A Look at the Primary-Election and Replica Design Behind Multi-AZ High Availability.

---

In May 2026, a cooling failure in a single AWS availability zone in Northern Virginia ([use1-az4](https://www.cnbc.com/2026/05/08/aws-outage-data-center-fanduel-coinbase.html)) put Coinbase into "Cancel Only" mode for seven hours, left FanDuel bettors unable to cash out during an NBA playoff game, and disrupted trading on CME Direct.

The root cause, in each case, was the same sentence that shows up in so many postmortems: the database lived in one availability zone, that zone had a bad day, and the product was down for hours. It's the most boring kind of outage and also one of the most avoidable.

Upstash spreads replicas across availability zones so a single zone failure doesn't take you offline. The marketing version of that sentence is easy to write. The interesting part is what actually happens the moment a node disappears. "Just promote a replica" is exactly how you lose data if you do it naively. A replica that's a few seconds behind still answers the phone; promote it carelessly and you've silently thrown away a few seconds of acknowledged writes.

So let's walk through how the failover is designed to *not* do that, at the level that actually matters to you as a user.

A quick note on terms before we go further:

- An [availability zone](https://aws.amazon.com/about-aws/global-infrastructure/regions_az/) (AZ) is one of the physically separate data centers AWS groups within a single region, with independent power, cooling, and networking.
- A **node** is a single server running the database software.
- A **replica** is a copy of the database living on a node. Every database has one primary replica (the one that takes writes) and one or more backup replicas that stay in sync with it.
- A **cluster** is the full set of nodes serving a single database, primary and backups together.

The distinction that trips most people up: a node is the machine, a replica is the database copy running on it.

## Step One: Noticing a Member Is Gone

Here's a detail worth being precise about: the cluster doesn't detect "a zone went down." It detects that a *member* stopped answering. A zone outage is just the case where several members happen to go silent at once, but the mechanism is the same whether you lose one node to a bad disk or a whole rack to a power event.

The replicas gossip among themselves, each one constantly and quietly checking on its peers. When a node stops responding, the others notice and treat it as gone. A separate background check also runs periodically to catch any split-brain disagreements independently.

A genuine failure kicks off an election. React to real failures, don't thrash on noise.

![Replicas continuously ping each other; transient blips loop back to monitoring, and only when a majority of survivors independently confirm the loss does an election start; the background check feeds in as a second, independent path to the same confirmation.](/blog/shall-we-write-a-blog-on-how-upstash-ensures-high-availabili/diagram-c9053f6b0e.svg)

## Electing a Primary Without Losing Writes

When a primary genuinely goes away, the surviving replicas hold an election. The rule that matters most is simple: **the replica that has seen the most writes wins.**

Every write a database accepts is stamped with an ever-increasing sequence number. The election gathers the latest write progress from every candidate and promotes the most up-to-date survivor. By construction, you fail over to the replica that has the *least* to lose.

__DATA__:
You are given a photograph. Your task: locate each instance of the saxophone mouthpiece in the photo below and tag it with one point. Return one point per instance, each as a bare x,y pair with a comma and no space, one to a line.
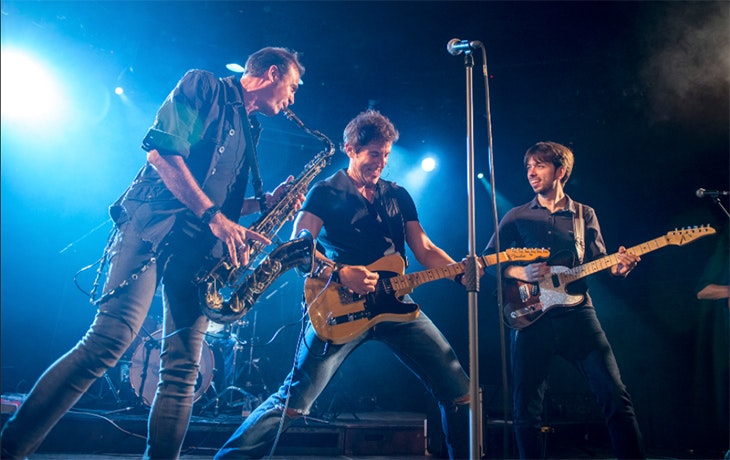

__INSTRUCTION A__:
From the article on multi-AZ failover, translate this sentence into Spanish: "It's the most boring kind of outage and also one of the most avoidable."
__INSTRUCTION B__:
Retype the stretch from "A quick note" through "cooling, and networking." in the article on multi-AZ failover, keeping every character unchanged.

__EXERCISE SOLUTION A__:
Es el tipo de interrupción más aburrido y también uno de los más evitables.

__EXERCISE SOLUTION B__:
A quick note on terms before we go further:

- An [availability zone](https://aws.amazon.com/about-aws/global-infrastructure/regions_az/) (AZ) is one of the physically separate data centers AWS groups within a single region, with independent power, cooling, and networking.